Collected data entries:
******

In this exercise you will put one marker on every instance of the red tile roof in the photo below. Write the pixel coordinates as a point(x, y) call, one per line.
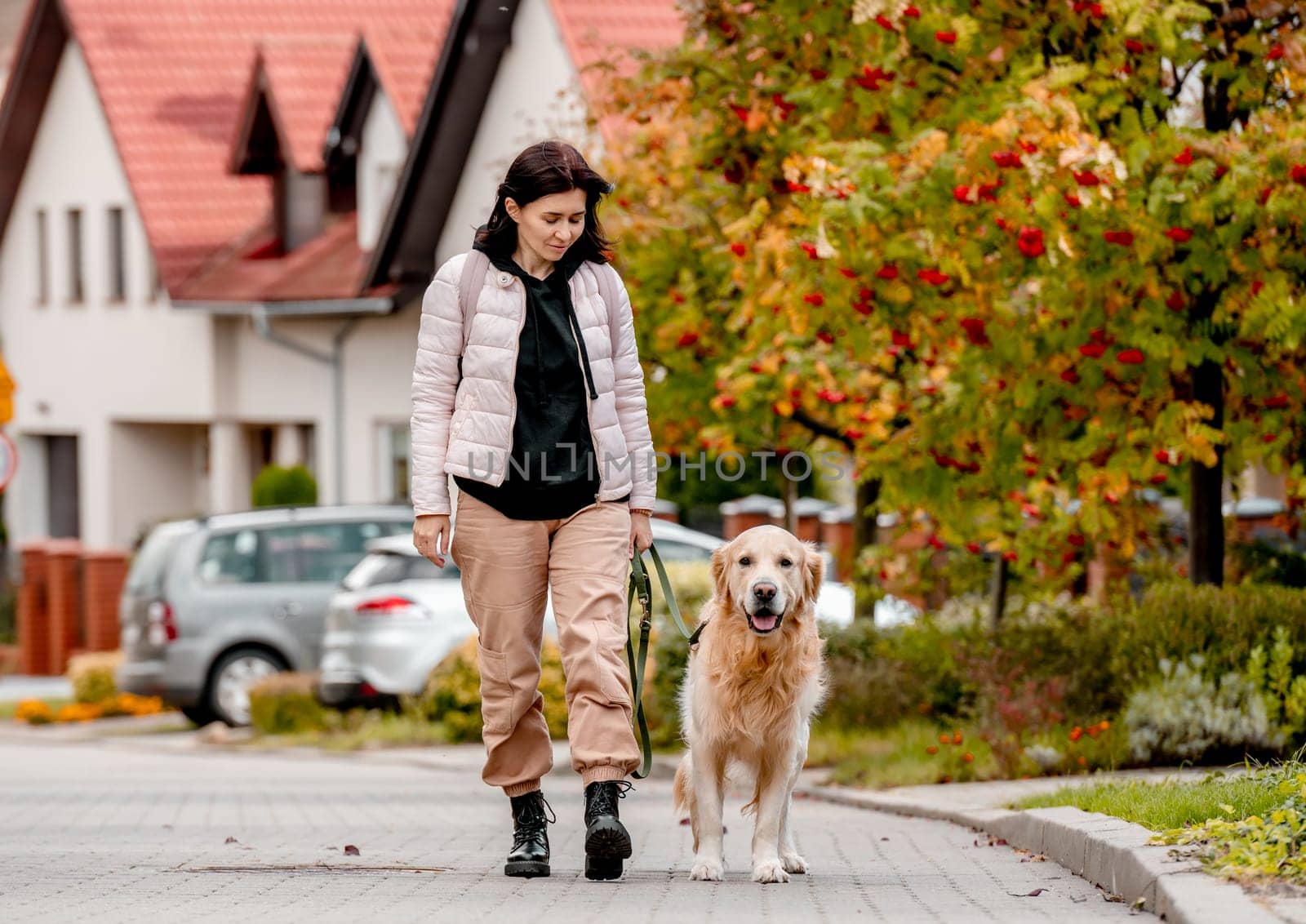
point(170, 74)
point(328, 266)
point(304, 78)
point(404, 67)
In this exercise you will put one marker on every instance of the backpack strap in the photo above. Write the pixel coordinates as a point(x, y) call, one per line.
point(470, 283)
point(606, 283)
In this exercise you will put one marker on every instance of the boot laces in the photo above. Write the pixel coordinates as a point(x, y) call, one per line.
point(604, 802)
point(535, 812)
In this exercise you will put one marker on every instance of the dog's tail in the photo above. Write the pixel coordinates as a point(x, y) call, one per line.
point(682, 791)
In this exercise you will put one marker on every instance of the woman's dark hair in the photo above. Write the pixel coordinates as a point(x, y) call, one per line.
point(542, 170)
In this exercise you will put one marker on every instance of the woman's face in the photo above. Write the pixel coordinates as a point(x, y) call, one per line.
point(550, 224)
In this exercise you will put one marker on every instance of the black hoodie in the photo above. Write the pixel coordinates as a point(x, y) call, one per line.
point(552, 470)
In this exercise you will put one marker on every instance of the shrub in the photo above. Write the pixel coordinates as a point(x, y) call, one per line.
point(1223, 624)
point(452, 695)
point(1284, 695)
point(1267, 562)
point(287, 704)
point(879, 677)
point(91, 675)
point(1188, 717)
point(130, 704)
point(34, 713)
point(278, 486)
point(78, 712)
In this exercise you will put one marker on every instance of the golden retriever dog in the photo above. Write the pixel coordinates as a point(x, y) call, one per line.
point(754, 682)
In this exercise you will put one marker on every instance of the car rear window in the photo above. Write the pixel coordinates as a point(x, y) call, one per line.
point(149, 564)
point(313, 553)
point(392, 568)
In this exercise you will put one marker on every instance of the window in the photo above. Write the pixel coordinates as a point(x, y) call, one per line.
point(76, 282)
point(382, 568)
point(395, 462)
point(152, 273)
point(230, 558)
point(324, 553)
point(304, 553)
point(42, 259)
point(117, 256)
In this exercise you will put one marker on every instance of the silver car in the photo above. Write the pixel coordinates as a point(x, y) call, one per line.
point(213, 605)
point(398, 615)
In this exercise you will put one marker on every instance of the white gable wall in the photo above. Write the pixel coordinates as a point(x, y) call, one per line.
point(380, 158)
point(535, 96)
point(78, 367)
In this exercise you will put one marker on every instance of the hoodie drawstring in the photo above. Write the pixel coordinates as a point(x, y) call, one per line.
point(584, 354)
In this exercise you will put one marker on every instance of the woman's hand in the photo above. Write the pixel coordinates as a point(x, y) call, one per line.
point(642, 534)
point(431, 534)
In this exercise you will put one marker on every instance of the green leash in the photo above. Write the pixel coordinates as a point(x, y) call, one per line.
point(642, 589)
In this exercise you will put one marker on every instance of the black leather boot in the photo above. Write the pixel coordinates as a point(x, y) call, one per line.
point(606, 839)
point(531, 817)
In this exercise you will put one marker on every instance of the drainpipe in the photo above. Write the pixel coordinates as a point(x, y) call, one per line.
point(336, 361)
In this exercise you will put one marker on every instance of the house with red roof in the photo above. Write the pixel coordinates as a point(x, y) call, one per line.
point(219, 217)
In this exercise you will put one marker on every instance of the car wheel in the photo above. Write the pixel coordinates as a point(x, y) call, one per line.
point(200, 715)
point(233, 677)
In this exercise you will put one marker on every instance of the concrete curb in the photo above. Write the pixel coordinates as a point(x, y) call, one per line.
point(1107, 851)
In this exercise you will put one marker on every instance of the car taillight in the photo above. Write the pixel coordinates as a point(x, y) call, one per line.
point(384, 606)
point(162, 625)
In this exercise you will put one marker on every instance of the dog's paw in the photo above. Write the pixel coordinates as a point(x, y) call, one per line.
point(770, 871)
point(705, 869)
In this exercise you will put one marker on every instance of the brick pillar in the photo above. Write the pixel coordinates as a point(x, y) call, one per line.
point(32, 614)
point(104, 575)
point(836, 535)
point(63, 566)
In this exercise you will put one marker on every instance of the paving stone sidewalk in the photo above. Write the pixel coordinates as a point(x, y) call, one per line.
point(128, 833)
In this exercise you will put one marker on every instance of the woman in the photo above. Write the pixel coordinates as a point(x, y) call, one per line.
point(542, 422)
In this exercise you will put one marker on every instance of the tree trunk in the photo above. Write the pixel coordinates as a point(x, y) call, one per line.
point(999, 593)
point(864, 535)
point(790, 510)
point(1206, 521)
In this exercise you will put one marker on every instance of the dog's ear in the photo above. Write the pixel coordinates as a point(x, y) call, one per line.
point(814, 575)
point(720, 560)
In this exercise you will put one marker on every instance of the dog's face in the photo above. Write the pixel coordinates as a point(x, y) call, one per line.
point(767, 575)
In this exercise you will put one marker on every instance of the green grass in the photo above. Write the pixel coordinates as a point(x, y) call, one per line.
point(896, 756)
point(1168, 804)
point(375, 731)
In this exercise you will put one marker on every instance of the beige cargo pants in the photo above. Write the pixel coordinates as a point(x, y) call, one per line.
point(507, 568)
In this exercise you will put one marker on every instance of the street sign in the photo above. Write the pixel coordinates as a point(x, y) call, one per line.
point(8, 461)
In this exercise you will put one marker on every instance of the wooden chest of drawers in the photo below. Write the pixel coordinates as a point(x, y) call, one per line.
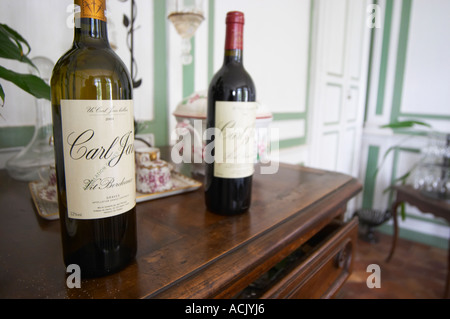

******

> What the task requires:
Rewrite every item above, changing "put one marker on" to "place a single point on" wherever it occurs and keeping everything else the same. Leave the pictures out of your answer.

> Solution:
In this exercise you will place a single point on every instance of the red tile roof in the photo below. Write the pixel coordinates as a point(x, y) call, one per line.
point(170, 74)
point(328, 266)
point(304, 78)
point(404, 67)
In this exercise you will place a single point on every instance of the backpack strap in the photo above. Write the pixel coordinates as a point(x, y) call, one per line.
point(470, 283)
point(606, 283)
In this exercise you will place a single point on every instance of the boot laces in the photo above. Write the pixel coordinates as a point(x, y) call, one per line.
point(604, 802)
point(535, 812)
In this exercise you will place a single point on every instance of the dog's tail in the photo above. Write the pixel coordinates as a point(x, y) call, one per line.
point(682, 791)
In this exercise you will place a single point on every instance of the woman's dark hair in the photo above. Write the pixel coordinates as a point(x, y) call, one per line.
point(542, 170)
In this exercise you will place a single point on every instance of the woman's face in the photo above. Write the pixel coordinates as a point(x, y) call, one per line.
point(550, 224)
In this exercise you will place a single point on every instance of the black hoodie in the photo above. Write the pixel coordinates as a point(x, y) call, one per line.
point(552, 470)
In this exercise you will place a single point on every instance of the shrub in the photo above. Write the pixel coordinates as a point(x, y) call, one per line.
point(1223, 624)
point(452, 695)
point(1284, 695)
point(1267, 562)
point(287, 704)
point(879, 677)
point(91, 675)
point(1188, 717)
point(130, 704)
point(34, 713)
point(278, 486)
point(78, 712)
In this exercise you will place a single point on every instance of the golden retriever dog in the photo above. Write the pixel coordinates as a point(x, y) call, one per line.
point(754, 682)
In this exercise you will place a single point on every instance of the car rear window in the photo above. Write the pixel coordinates as a point(x, y) call, one per line.
point(149, 564)
point(313, 553)
point(392, 568)
In this exercise you will place a single point on every instance of the window in the photo above. Write the pixel coordinates as a point(x, y) call, one per line.
point(76, 282)
point(382, 568)
point(395, 462)
point(152, 273)
point(230, 558)
point(324, 553)
point(304, 553)
point(42, 259)
point(117, 256)
In this exercise you will place a single point on every instance of the silver car in the photo above. Write the pixel coordinates as a point(x, y) call, one per line.
point(213, 605)
point(398, 615)
In this exercise you will place a single point on every instance of the white gable wall in the photo above. Write the pixel coordinates as a point(x, y) call, one per line.
point(380, 158)
point(535, 96)
point(78, 367)
In this exercise you will place a single point on every instance of the hoodie drawstring in the photo above. Write the pixel coordinates as a point(x, y) call, one per line.
point(584, 354)
In this exercise you will place a single point on every instance of the woman's hand in the photo above. Write the pixel coordinates as a point(x, y) call, one per line.
point(642, 534)
point(431, 534)
In this exercise you will place a single point on every instance of the green leash in the photo above. Write the pixel coordinates as a point(x, y) call, one per line.
point(642, 589)
In this exercise you will place a single point on every instance of the black leather boot in the photo above. Write the pixel coordinates as a point(x, y) call, one per line.
point(606, 839)
point(531, 817)
In this exercise you will place a single point on every instance of the drainpipe in the photo above. Write the pixel coordinates as a point(x, y) call, one per line.
point(336, 361)
In this exercise you will place a single point on every instance of the house with red roof in the photo above. Write the pixel coordinates as a point(x, y) call, one per line.
point(219, 217)
In this exercise you will place a single point on every instance of the car wheel in the photo above. Write the pixel coordinates as a point(x, y) call, one per line.
point(200, 715)
point(233, 677)
In this exercise you will place a single point on every instance of the concrete curb in the photo above. Write the pixel coordinates as a point(x, y) call, one per line.
point(1107, 851)
In this exercise you will place a single point on every instance of the car taillight in the photo above. Write the pixel coordinates as a point(x, y) call, one per line.
point(384, 606)
point(162, 625)
In this exercise you will place a single point on every instance of the dog's paw in the photo above. Write the pixel coordinates as a point(x, y) call, one per line.
point(770, 871)
point(705, 869)
In this exercise you will place a single point on every instance of the brick pillar in the photo above. Write the pixel coordinates as a point(x, y) call, one per line.
point(32, 614)
point(104, 575)
point(836, 535)
point(63, 566)
In this exercise you will place a single point on every instance of the paving stone sidewalk in the photo above. Write the pixel coordinates as a point(x, y) call, one per line.
point(128, 833)
In this exercise you will place a single point on every instance of the woman in the photo above. Write the pixel coordinates as a point(x, y) call, one per line.
point(542, 422)
In this exercise you will place a single point on every instance of the tree trunk in the photo above. Write the pixel coordinates as a point(x, y) call, one per line.
point(999, 593)
point(864, 535)
point(790, 510)
point(1206, 521)
In this exercise you will place a single point on every instance of the dog's ear in the photo above. Write the pixel coordinates as a point(x, y) call, one per line.
point(814, 575)
point(720, 560)
In this exercise you will place a single point on every instance of the dog's face in the photo above. Write the pixel coordinates as a point(x, y) call, one per line.
point(767, 575)
In this exercise you will place a single point on every instance of the green grass in the photo above. Write the pixel coordinates as a point(x, y) call, one per line.
point(896, 756)
point(1168, 804)
point(375, 731)
In this exercise you will place a single point on every instance of the beige cargo pants in the photo above. Write the pixel coordinates as a point(x, y) call, one per line.
point(507, 568)
In this exercise you will place a single point on every instance of the street sign in the photo above. Write the pixel coordinates as a point(x, y) call, one per line.
point(8, 461)
In this exercise you will place a single point on every instance of the wooden chest of drawers in the photo below. Write the pixel coordinates as a point(x, y) call, one per line.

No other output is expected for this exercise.